Dataset records
******

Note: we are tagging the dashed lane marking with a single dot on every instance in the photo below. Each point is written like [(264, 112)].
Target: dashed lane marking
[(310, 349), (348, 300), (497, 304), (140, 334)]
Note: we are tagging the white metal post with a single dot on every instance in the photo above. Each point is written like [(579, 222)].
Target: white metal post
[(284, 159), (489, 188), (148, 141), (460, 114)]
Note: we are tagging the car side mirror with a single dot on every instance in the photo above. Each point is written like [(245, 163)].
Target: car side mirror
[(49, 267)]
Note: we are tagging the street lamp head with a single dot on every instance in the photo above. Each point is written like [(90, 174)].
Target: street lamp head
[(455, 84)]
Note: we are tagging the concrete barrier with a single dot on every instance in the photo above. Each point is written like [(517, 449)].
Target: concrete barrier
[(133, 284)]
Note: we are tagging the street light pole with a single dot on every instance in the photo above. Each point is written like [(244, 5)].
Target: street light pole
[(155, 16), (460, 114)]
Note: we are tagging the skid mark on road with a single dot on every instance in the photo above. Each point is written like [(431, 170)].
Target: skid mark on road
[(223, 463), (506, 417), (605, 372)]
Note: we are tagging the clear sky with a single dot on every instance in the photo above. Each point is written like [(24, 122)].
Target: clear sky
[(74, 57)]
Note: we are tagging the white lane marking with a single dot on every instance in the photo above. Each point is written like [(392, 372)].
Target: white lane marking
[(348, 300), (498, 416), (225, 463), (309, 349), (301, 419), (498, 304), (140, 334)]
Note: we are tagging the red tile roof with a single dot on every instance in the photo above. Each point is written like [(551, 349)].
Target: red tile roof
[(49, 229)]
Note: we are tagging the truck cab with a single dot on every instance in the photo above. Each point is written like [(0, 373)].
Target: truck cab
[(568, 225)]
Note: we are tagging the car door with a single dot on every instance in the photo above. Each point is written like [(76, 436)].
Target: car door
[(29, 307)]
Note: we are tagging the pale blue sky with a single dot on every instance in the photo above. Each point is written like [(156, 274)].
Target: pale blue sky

******

▶ [Work to complete]:
Copy down the material exactly as written.

▶ [Exercise answer]:
Note: we are tagging the dashed lane marking with a single dot on every instance in the photo below. Each point is written like [(264, 112)].
Target: dashed lane marking
[(310, 349), (348, 300), (497, 304), (140, 334)]
Note: we are tagging the white metal post with a single dot on every instance in the photo above. Each point is written like [(579, 222)].
Target: white metal post
[(284, 159), (489, 188), (148, 141), (460, 114)]
Note: we are tagging the car side mirror with a single dot on every instance in the photo above. Each point is written like [(245, 163)].
Target: car side mirror
[(49, 267)]
Note: we are tagging the street lamp head with a single dot on every instance in the photo above. Each point is written like [(90, 174)].
Target: street lamp head
[(455, 84)]
Note: we are tagging the concrete barrier with a single dot on every instance in the photo above. Each point is written like [(517, 449)].
Target: concrete barrier
[(133, 284)]
Note: we are tagging the street light pole with a single dot on every instance in the photo above. Each point is written like [(244, 5)].
Target: street light pole
[(155, 16), (460, 114)]
Note: we are tagging the skid mark on road with a single dot on every instance in the photo above. Each point is written like [(431, 170)].
Target: skid mark on road
[(223, 463), (506, 417), (605, 372)]
Note: we are tagging the clear sky with a single dot on every instance in the photo above. Each point is written like [(24, 122)].
Target: clear sky
[(74, 57)]
Note: we are tagging the white lane marking with a single dot on every instance in the photo above. Each point is written like [(392, 372)].
Target: white lane marking
[(348, 300), (498, 416), (225, 463), (309, 349), (301, 419), (498, 304), (140, 334)]
Note: we are tagging the red tile roof with a single dot on every instance in the photo above. Each point is written like [(551, 349)].
Target: red tile roof
[(49, 229)]
Note: we are tagging the truck cab with a single dot on every instance in the photo above. Each point is written like [(0, 373)].
Target: truck cab
[(568, 225)]
Note: we are tagging the car door with a single dot on every instance in the photo above. Each point is written like [(76, 436)].
Target: car door
[(29, 307)]
Note: we are tagging the pale blue sky with a single dot on every instance in the photo above. Each point is written like [(156, 274)].
Target: pale blue sky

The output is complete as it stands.